**Udostępniony tekst:**
◆ ◆ ◆

Czy powinienem opracowywać bardziej szczegółowe tego typu detale ?
Czy raczej pozostawić to inwencji twórczej modelarzy ?
Wiem, że praca nad tak małymi detalami wymaga ogromnej wprawy.
Liczba postów: 385
Liczba wątków: 11
Dołączył: 05 2007
Mysle ze nie ma sensu bardziej uszczegóławiać seryjnych modeli.
To co widzimy jak buduje kolega Jung to mistrzowskie wykonanie. Niewielu modelarzy było by w stanie tak dobrze wykonać drobnice podwoziowa .Ale można elementy waloryzacyjne model (szczegóły podwozia,uzbrojenia ,kabiny czy model silnika) dla ekspertów wykonać jak pdf. do pobrania.

◆ ◆ ◆

[Wpisy wskazujące obiekty z etykietami]
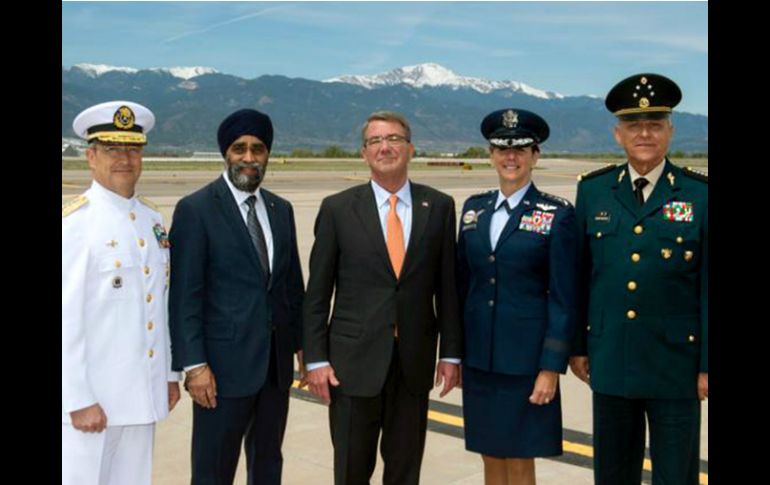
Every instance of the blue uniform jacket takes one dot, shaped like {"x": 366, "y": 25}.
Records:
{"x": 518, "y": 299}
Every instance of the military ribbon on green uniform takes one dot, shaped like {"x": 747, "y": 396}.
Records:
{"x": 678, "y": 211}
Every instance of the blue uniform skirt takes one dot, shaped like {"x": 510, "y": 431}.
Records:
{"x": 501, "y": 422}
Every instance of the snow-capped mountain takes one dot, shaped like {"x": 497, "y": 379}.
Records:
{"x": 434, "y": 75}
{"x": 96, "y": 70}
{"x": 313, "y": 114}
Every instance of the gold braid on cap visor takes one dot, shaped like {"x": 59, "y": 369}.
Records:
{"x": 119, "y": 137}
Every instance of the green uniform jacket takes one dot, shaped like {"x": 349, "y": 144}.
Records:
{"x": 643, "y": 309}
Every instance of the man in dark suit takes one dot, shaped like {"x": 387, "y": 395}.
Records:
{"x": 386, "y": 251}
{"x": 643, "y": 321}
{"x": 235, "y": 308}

◆ ◆ ◆

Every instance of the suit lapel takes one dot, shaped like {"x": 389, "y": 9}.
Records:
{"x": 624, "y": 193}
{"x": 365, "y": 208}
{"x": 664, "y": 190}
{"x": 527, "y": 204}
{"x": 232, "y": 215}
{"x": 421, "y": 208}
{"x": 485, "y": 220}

◆ ◆ ◆

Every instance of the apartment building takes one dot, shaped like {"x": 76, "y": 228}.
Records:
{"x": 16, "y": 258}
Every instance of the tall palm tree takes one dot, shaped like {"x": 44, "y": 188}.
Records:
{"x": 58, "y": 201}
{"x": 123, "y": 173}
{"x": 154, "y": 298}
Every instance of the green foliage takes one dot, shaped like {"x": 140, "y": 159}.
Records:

◆ ◆ ◆

**Co zrobić:**
[A] Co według tekstu o szczegółowości modeli można by udostępnić ekspertom jako plik PDF do pobrania?
[B] Rozwiń tekst o szczegółowości modeli, dopisując ciąg dalszy po jego ostatnim zdaniu.

**Odpowiedzi do zadań:**
[A] Elementy waloryzacyjne modelu, czyli szczegóły podwozia, uzbrojenia, kabiny czy model silnika.

[B]
Model powinien być w miarę dopasowany do umiejętności przeciętnego sklejacza ,a dla tych co potrafią więcej będzie zestaw waloryzacyjny.
Pozdrawiam Tomasz.
Liczba postów: 2,515
Liczba wątków: 152
Dołączył: 03 2007
Ja bym skłaniał się ku temu by jednak elementy waloryzacyjne były wydrukowane wraz z wycinanką, ja na przykład nie dysponuje drukarką w domu.
Liczba postów: 244
Liczba wątków: 10
Dołączył: 09 2008
Moim zdaniem w wycinance powinny się znaleźć dwie wersje wykonania: standardowa oraz z elementami dodatkowymi. Jeśli chodzi o te elementy waloryzujące, które wymienił mikoaj68, to myślę że nie zajęły by one zbyt wiele miejsca w zeszycie. Na pewno warto je zamieszczać razem w wycinance między innymi dlatego że znika problem z dopasowywaniem koloru.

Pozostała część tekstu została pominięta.